▶ [Pointing dataset excerpts]
───

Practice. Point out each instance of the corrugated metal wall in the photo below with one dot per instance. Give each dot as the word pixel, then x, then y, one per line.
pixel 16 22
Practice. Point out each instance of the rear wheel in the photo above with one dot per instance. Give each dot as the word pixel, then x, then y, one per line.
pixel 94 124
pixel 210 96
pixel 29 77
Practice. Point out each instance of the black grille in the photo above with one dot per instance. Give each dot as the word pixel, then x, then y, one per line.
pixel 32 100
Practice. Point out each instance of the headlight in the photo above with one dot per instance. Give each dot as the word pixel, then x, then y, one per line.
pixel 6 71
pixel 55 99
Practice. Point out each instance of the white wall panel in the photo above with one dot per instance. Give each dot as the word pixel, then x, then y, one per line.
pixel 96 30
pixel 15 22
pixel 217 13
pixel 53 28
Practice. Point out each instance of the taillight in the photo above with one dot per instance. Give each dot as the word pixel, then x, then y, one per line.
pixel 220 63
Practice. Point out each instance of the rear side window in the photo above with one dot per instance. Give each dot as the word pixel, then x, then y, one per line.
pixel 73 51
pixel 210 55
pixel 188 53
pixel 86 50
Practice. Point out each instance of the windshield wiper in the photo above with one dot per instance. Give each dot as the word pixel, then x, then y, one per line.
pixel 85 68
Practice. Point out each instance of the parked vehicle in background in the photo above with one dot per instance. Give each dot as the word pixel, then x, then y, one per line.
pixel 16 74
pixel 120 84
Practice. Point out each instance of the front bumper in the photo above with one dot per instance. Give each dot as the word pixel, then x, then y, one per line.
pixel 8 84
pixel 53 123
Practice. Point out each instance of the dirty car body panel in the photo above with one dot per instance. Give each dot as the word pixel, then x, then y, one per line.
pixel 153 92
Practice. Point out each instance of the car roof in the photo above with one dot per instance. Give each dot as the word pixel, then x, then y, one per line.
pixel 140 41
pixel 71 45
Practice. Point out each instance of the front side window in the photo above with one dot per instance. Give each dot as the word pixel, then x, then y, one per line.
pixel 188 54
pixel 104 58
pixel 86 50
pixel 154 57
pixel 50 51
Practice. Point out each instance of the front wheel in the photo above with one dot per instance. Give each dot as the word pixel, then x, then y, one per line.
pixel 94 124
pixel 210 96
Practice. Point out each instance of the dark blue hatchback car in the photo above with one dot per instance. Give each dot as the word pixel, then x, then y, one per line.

───

▶ [REQUIREMENT] Reproduce every entry shown above, precisely as it stands.

▶ [EXERCISE OUTPUT]
Practice. Point out each instance of the corrugated metal wall in the photo below with one dot per instance. Give each dot as the word pixel, then x, then y, one per line.
pixel 16 22
Practice. Point out each instance of the rear wheel in the photo above with one dot per instance. Give each dot as the word pixel, then x, then y, one per line.
pixel 94 124
pixel 210 96
pixel 29 77
Practice. Point out each instance of the black grille in the photo above with one dot per instance. Give each dot as the word pixel, then x, then y, one per line.
pixel 32 100
Practice. Point out each instance of the headlight in the photo above with one dot per instance. Give each dot as the word pixel, then x, then y, one per line.
pixel 6 71
pixel 55 99
Practice. Point out each instance of the white wall panel in the photo above with one dot per instance. Give each dot as the word pixel, then x, then y, one per line.
pixel 96 30
pixel 15 22
pixel 217 13
pixel 53 28
Practice. Point out each instance of the taillight in the photo above with one dot per instance. Give each dot as the word pixel, then x, then y, one per line.
pixel 220 63
Practice. Point out each instance of the rear side window in the photo above with one dot per instance. Give each dot as the word pixel, then x, then y, one per line.
pixel 73 51
pixel 210 55
pixel 188 53
pixel 86 50
Practice. Point out each instance of the windshield wiper in the photo above with one dot per instance. Give each dot as the word pixel, then x, then y, one per line.
pixel 85 68
Practice. Point out each instance of the parked vehicle in background in the photo above with one dot per instance. Give each dot as the word pixel, then x, then y, one per line.
pixel 16 74
pixel 120 84
Practice. Point out each instance of the front bumper in the photo above with one dot per instance. Give each dot as the word pixel, then x, then y, one per line.
pixel 8 84
pixel 53 123
Practice. Point out each instance of the dirty car body panel in the photo above with one dot per instance. Give each dot as the word pixel, then x, then y, one per line.
pixel 153 92
Practice. Point out each instance of the car roof in the photo above with one dot per instance. Give each dot as the word pixel, then x, then y, one per line.
pixel 140 41
pixel 71 45
Practice. Point out each instance of the front side window in the photo above with one dot per instance. Give each dot as the word pixel, then x, then y, one per line.
pixel 188 54
pixel 104 58
pixel 86 50
pixel 154 57
pixel 50 51
Practice. Point out each instance of the front wheel in the photo above with one dot per instance. Give each dot as the word pixel, then x, then y, one per line.
pixel 94 124
pixel 210 96
Practice. Point out each instance of the dark blue hatchback car in the photo above with one dot per instance. Give each dot as the word pixel, then x, then y, one per line.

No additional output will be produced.